TESTO DEL DOCUMENTO:
______

Udienza generale. Il Papa: l’arte è una porta aperta verso l’infinito, via che conduce
a Dio, Bellezza suprema
L’arte è come “un raggio di bellezza” che può indurre l’animo a percepire la “Bellezza
suprema”, cioè Dio. Lo ha affermato Benedetto XVI, che ha dedicato a questo tema l’udienza
generale di stamattina, presieduta in una gremitissima Piazza della Libertà, antistante
al Palazzo apostolico di Castel Gandolfo. Visitare le città d’arte, ha suggerito il
Papa, può essere dunque un modo per alimentare non solo la cultura ma anche la fede.
Il servizio di Alessandro De Carolis:
Un verso
poetico particolarmente profondo, un ammasso di materia magistralmente lavorato, un
pentagramma sul quale le note fluiscono con un andamento che fa vibrare le corde profonde
del cuore. Il genio artistico, qualsiasi sia la sua forma in cui si esprime, può consentire
di sperimentare, ha detto il Papa, “un’intima emozione, un senso di gioia”…
“…di
percepire, cioè, chiaramente che di fronte a voi non c’era soltanto materia, un pezzo
di marmo o di bronzo, una tela dipinta, un insieme di lettere o un cumulo di suoni,
ma qualcosa di più grande, qualcosa che 'parla', capace di toccare il cuore, di comunicare
un messaggio, di elevare l’animo”.
Un’opera d’arte dunque, ha proseguito
Benedetto XVI, “è il frutto della capacità creativa dell’essere umano, che si interroga
davanti alla realtà visibile, cerca di scoprirne il senso profondo e di comunicarlo
attraverso il linguaggio delle forme, dei colori, dei suoni”:
“L’arte
è capace di esprimere e rendere visibile il bisogno dell’uomo di andare oltre ciò
che si vede, manifesta la sete e la ricerca dell’infinito. Anzi, è come una porta
aperta verso l’infinito, verso una bellezza e una verità che vanno al di là del quotidiano.
E un’opera d’arte può aprire gli occhi della mente e del cuore, sospingendoci verso
l’alto”.

______

DATI FORNITI:

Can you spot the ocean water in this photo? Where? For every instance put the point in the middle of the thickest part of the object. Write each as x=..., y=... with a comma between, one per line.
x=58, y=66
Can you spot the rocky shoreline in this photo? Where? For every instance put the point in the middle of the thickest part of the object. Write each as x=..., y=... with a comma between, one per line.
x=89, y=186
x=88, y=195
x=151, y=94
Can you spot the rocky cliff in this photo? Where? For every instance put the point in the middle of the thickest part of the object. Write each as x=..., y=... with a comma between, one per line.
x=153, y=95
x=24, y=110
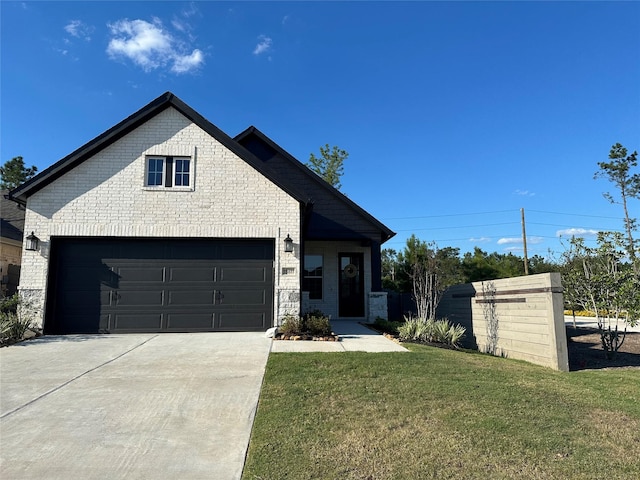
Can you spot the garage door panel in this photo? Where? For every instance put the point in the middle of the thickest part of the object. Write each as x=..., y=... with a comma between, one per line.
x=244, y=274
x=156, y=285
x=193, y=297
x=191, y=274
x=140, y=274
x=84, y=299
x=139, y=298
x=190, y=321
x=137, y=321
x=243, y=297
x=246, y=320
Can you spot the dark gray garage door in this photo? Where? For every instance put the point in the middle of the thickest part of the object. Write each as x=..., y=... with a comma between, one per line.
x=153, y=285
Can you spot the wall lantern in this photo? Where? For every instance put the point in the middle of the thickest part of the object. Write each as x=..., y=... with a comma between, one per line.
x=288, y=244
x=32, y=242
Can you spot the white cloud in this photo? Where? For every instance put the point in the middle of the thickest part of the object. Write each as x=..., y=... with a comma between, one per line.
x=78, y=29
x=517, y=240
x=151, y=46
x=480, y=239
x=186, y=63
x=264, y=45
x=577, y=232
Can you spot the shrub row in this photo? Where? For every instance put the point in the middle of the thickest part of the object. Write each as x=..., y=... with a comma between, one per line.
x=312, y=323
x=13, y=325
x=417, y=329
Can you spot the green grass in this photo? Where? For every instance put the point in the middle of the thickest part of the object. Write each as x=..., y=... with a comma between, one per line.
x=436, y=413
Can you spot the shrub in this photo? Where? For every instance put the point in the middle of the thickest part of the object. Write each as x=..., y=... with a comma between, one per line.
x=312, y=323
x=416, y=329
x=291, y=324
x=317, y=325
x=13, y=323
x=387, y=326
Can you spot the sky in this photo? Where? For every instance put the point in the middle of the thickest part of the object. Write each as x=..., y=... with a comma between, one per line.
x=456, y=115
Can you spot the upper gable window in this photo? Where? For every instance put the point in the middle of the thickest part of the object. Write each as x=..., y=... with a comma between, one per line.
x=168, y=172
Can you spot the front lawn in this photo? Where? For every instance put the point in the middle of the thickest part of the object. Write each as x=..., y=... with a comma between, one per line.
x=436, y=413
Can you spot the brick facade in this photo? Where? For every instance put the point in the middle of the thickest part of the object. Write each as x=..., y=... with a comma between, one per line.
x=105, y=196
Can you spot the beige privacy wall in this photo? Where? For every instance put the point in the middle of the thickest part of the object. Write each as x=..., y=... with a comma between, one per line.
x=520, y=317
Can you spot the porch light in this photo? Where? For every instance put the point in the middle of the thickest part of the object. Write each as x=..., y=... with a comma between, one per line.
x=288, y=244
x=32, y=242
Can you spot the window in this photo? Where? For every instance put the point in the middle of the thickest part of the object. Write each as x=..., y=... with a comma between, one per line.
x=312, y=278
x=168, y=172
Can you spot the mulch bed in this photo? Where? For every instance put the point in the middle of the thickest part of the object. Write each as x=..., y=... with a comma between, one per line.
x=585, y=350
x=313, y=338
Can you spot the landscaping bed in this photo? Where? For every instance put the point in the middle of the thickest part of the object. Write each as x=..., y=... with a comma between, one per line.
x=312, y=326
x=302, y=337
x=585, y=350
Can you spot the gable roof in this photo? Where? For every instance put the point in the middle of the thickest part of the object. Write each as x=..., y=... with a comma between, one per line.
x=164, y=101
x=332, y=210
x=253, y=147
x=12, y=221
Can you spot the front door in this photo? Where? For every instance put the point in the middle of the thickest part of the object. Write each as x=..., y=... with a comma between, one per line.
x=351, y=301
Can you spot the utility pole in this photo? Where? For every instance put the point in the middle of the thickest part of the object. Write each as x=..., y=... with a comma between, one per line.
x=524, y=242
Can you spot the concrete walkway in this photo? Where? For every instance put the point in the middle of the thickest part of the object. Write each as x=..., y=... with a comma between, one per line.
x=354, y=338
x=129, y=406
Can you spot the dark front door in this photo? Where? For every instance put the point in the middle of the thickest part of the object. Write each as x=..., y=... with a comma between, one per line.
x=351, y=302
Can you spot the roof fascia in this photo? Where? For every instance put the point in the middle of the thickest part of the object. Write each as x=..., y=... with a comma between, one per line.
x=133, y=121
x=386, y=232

______

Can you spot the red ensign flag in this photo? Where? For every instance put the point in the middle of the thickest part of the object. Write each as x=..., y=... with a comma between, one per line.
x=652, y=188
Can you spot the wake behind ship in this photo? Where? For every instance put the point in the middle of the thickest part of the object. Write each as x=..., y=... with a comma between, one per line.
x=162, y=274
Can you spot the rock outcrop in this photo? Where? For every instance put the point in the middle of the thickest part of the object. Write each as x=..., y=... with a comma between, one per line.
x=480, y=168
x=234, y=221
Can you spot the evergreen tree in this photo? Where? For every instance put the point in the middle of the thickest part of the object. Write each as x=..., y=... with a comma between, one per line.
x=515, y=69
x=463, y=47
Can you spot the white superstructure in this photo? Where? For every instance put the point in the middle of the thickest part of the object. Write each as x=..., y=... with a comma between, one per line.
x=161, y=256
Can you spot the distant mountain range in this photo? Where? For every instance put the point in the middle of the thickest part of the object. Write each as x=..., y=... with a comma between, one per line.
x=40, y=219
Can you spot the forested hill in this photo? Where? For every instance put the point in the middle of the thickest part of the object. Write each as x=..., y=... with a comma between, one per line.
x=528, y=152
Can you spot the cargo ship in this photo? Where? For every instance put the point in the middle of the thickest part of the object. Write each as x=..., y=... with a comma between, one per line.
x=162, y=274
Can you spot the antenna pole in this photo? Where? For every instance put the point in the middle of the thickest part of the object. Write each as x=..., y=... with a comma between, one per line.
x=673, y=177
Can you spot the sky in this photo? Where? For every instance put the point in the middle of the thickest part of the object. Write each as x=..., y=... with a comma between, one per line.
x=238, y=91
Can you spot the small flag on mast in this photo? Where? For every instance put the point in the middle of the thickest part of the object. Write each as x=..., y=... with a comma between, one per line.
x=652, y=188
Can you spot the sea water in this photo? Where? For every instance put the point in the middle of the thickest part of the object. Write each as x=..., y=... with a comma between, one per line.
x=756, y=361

______

CONSEGNA:
Nel testo del documento, per quale motivo il Papa indica la visita alle città d'arte come un modo per alimentare anche la fede? Spiegalo in una o due frasi.

RISPOSTA ALL'ESERCIZIO:
L'arte è come "un raggio di bellezza" che può indurre l'animo a percepire la "Bellezza suprema", cioè Dio. Per questo visitare le città d'arte può alimentare non solo la cultura ma anche la fede.